● Instructions for the task
Below is the data. Give it again, complete and exact.

● Data excerpts
+-------+

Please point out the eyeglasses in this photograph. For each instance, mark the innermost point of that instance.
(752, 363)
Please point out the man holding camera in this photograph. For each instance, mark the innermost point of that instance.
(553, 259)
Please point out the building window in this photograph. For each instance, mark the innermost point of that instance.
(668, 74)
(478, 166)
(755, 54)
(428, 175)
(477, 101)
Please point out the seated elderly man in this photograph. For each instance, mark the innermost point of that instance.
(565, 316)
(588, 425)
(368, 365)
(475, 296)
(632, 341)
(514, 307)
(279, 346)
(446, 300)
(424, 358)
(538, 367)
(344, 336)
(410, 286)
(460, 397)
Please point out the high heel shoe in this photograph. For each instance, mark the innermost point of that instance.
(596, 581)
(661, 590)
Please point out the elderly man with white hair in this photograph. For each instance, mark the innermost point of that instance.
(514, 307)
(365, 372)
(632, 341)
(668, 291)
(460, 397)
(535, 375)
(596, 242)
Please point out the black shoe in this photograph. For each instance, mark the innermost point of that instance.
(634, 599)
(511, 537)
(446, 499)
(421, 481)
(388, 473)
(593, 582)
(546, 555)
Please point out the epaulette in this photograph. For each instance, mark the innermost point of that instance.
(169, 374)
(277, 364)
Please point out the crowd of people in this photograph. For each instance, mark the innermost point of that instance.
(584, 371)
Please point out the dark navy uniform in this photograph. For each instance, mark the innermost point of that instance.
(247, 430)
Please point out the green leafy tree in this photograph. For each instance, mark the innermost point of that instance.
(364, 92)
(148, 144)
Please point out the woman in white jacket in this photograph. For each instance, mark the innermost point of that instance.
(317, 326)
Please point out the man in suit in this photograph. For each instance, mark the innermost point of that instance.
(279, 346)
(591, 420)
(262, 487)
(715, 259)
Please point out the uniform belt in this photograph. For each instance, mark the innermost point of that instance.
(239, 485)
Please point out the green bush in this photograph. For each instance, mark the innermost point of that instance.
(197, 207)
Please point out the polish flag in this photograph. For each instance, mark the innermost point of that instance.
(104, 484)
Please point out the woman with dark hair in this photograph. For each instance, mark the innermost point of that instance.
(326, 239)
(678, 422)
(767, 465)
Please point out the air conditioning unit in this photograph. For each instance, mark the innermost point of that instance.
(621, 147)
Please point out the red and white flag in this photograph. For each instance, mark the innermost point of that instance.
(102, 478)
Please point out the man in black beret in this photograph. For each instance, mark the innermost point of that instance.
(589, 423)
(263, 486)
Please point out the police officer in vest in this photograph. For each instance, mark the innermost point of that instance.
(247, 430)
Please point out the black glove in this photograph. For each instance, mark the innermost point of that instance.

+-------+

● Answer to the exercise
Please point out the eyeglasses in this photograph. For each instance, mark the innermost point of that instance.
(752, 363)
Please point out the man holding camera in this photograph. For each instance, mark the innermost point of that instance.
(553, 259)
Please point out the building window in this photograph. For each instance, mark the innermost point of that instance.
(668, 74)
(478, 166)
(755, 54)
(428, 175)
(477, 101)
Please point out the seated elderly man in this photograph. For each instance, mark the innermost point of that instance.
(565, 316)
(588, 425)
(368, 365)
(475, 296)
(632, 341)
(514, 307)
(279, 346)
(446, 300)
(424, 358)
(538, 367)
(344, 336)
(410, 286)
(460, 397)
Please point out the high heel shoe in this photograph. For each instance, mark the innermost point of that instance.
(596, 581)
(661, 590)
Please point out the elderly man with white hair in this photograph. For each instance, mark the innermost point of that instance.
(514, 307)
(365, 372)
(632, 341)
(668, 291)
(460, 397)
(535, 375)
(596, 242)
Please point out the black shoe in this photograph. For each instance, mark the innermost point of that instance.
(634, 599)
(511, 537)
(446, 499)
(421, 481)
(388, 473)
(593, 582)
(546, 555)
Please point out the epaulette in this photograph. For each instance, mark the innermost point of that instance.
(169, 374)
(277, 364)
Please point out the crowd of people in this photograph. For each instance, mark the innermost point of that instance.
(584, 371)
Please point out the dark navy uniform in this photograph. For each instance, mark the innermost point of that instance.
(247, 430)
Please point out the green leafy tree in this photograph. For each instance, mark the innermost point of that instance.
(364, 92)
(148, 144)
Please point out the woman in white jacket in this photograph. For each instance, mark the innermost point of that instance.
(317, 326)
Please point out the man in suit in this photograph. For each instance, mark the innermost point of that instance.
(279, 346)
(591, 420)
(262, 487)
(715, 259)
Please point out the uniform belt in this photograph. For each instance, mark the innermost point of that instance.
(239, 485)
Please point out the green bush in this photograph. For each instance, mark the innermost point of that instance.
(197, 207)
Please point out the polish flag in this photograph. For each instance, mark the innermost point of that instance.
(104, 484)
Please point out the woman with dark hair in this photograph. For each instance, mark the innermost point of that instance.
(326, 239)
(678, 422)
(767, 465)
Please point out the air conditioning unit in this photograph. For each instance, mark the innermost point of that instance.
(621, 147)
Please point out the red and white flag in this photograph. For each instance, mark the innermost point of that instance.
(102, 478)
Please point out the man in black beret in this photograph. For each instance, mark the innermost point of that instance.
(589, 423)
(263, 486)
Please point out the police officer in vest in this photograph. For each instance, mark the innermost point of that instance.
(247, 430)
Please point out the black glove in this photograph. For each instance, mark the innermost point of that instance.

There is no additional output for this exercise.